**Written task 1:**
Answer these about the forum thread on saving web pages as PDFs:
(a) Which service works fine but doesn't capture the links?
(b) For which page does the "Save to Printed" service fail to capture links?
(c) According to cgrunenberg, which commands are probably the most powerful?

I was experimenting with those scripts because I wanted a way to convert an HTML page in Safari to a PDF and retain the hyperlinks. The “Save to DEVONthink Pro” service works fine but doesn’t capture the links.

I now see that the “Save to Printed” service does capture links – but only for some web pages – e.g., yes for http://www.pge.com/about/news/mediarelations/newsreleases/ but not for http://en.wikipedia.org/wiki/Main_Page.

I also see, per Bill’s post http://www.devon-technologies.com/scripts/userforum/viewtopic.php?f=2&t=4258&p=21010&hilit=save+pdf+to+devonthink+no+group#p21010 that DEVONagent’s Data > Add to DEVONthink > (PDF one-page or paginated) will keep the links from a PDF page loaded in the DA browser window.

Which script would you suggest to convert an HTML page (in either Safari or DEVONagent) to a PDF and retain hyperlinks?

cgrunenberg · April 1, 2008, 3:13pm

The built-in commands of DEVONagent are probably the most powerful ones. But in the end DEVONagent uses the same functionality of Mac OS X like the scripts. Therefore links should be usually retained.

**Written task 2:**
Shift the coordinates in the answers of the records below by adding 66 to every number, and write those lines out again with their requests, leaving out the pictures. Begin at the start of the records and stop after the line that contains "x=387, y=642"; give only those lines.

**Data to use:**
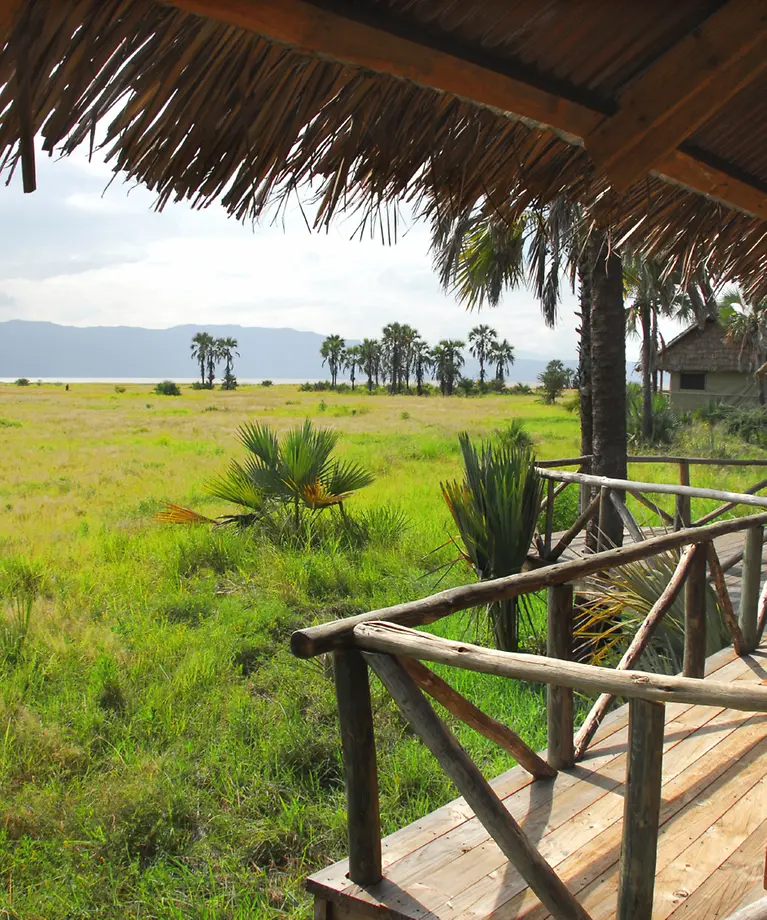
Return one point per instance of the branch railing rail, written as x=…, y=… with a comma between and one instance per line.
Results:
x=592, y=509
x=387, y=642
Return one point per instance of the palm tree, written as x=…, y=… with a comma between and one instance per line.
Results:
x=653, y=294
x=352, y=360
x=394, y=347
x=501, y=354
x=297, y=471
x=227, y=349
x=447, y=361
x=202, y=344
x=481, y=339
x=478, y=258
x=332, y=352
x=409, y=338
x=369, y=359
x=481, y=255
x=495, y=508
x=422, y=362
x=746, y=325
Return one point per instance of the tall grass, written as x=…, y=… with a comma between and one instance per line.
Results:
x=161, y=752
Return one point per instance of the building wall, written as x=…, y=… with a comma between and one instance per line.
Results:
x=724, y=386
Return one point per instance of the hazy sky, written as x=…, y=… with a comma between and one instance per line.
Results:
x=73, y=253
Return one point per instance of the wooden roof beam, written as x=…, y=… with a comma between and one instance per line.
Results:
x=8, y=11
x=309, y=28
x=681, y=91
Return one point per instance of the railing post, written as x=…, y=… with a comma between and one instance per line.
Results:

**Written response 1:**
(a) The "Save to DEVONthink Pro" service.
(b) http://en.wikipedia.org/wiki/Main_Page
(c) The built-in commands of DEVONagent.

**Written response 2:**
Return one point per instance of the branch railing rail, written as x=…, y=… with a comma between and one instance per line.
Results:
x=658, y=575
x=453, y=708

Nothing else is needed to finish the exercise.